▶ [Your objective]: The output should be exactly the lines from the one containing "Expected: for each instance of the man in" through the last line of the records, and only those.

Top of Given data

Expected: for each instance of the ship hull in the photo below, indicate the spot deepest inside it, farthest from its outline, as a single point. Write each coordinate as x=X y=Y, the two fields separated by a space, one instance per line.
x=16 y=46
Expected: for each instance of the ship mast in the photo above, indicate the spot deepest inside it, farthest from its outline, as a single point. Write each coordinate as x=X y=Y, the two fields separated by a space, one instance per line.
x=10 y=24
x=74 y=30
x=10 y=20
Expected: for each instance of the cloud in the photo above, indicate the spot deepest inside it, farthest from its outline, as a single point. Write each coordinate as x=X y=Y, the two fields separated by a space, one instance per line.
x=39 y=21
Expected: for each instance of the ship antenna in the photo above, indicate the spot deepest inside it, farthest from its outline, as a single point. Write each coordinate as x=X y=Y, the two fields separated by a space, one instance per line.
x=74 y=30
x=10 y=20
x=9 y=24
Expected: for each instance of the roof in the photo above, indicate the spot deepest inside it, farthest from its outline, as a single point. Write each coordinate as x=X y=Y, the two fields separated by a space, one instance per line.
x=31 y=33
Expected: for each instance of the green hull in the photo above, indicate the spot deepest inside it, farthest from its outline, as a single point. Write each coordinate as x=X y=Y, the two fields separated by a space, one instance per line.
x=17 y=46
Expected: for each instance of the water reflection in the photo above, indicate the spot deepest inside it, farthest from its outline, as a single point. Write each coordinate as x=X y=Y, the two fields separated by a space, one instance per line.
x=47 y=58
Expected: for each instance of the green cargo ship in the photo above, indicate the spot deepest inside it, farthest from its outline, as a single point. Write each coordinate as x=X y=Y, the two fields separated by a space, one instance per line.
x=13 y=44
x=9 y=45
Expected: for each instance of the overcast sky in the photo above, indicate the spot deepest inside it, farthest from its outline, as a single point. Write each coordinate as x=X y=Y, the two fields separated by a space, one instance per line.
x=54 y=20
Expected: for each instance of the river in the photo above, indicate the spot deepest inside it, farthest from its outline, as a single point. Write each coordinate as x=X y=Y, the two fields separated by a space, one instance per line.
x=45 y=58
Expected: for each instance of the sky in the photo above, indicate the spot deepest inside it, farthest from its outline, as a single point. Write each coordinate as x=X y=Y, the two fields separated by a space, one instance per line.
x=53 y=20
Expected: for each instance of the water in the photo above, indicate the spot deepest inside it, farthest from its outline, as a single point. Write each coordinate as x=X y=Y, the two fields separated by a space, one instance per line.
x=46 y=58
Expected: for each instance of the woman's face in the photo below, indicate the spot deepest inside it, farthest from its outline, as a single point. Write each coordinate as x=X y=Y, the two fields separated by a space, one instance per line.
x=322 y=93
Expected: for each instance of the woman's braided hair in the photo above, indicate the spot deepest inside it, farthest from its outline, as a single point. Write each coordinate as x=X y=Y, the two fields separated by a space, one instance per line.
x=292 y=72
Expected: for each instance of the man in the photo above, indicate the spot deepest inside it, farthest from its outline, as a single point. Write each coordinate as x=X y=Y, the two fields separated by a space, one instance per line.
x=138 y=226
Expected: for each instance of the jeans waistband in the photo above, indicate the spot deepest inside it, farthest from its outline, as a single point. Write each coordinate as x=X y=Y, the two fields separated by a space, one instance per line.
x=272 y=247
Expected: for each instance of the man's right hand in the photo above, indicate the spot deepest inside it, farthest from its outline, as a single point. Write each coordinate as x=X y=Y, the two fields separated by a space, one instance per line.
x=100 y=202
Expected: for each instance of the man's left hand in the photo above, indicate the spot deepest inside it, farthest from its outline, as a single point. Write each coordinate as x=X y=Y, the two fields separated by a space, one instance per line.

Bottom of Given data

▶ [Expected output]:
Expected: for each instance of the man in the photo above, indicate the spot deepest inside it, farthest from its outline, as a single point. Write each coordinate as x=X y=Y, the two fields separated by a space, one instance per line.
x=138 y=226
Expected: for each instance of the jeans waistband in the photo above, indicate the spot deepest inside it, farthest from its outline, as a single point. Write each coordinate as x=X y=Y, the two fields separated by a space, one instance per line.
x=272 y=247
Expected: for each instance of the man's right hand in the photo above, indicate the spot deepest inside it, farthest from its outline, as a single point. Write each coordinate as x=X y=Y, the two fields separated by a space, one instance per line.
x=100 y=202
Expected: for each instance of the man's left hand in the photo above, indicate the spot deepest inside it, farthest from its outline, as a single point. Write each coordinate as x=X y=Y, the two fields separated by a space, one instance per line.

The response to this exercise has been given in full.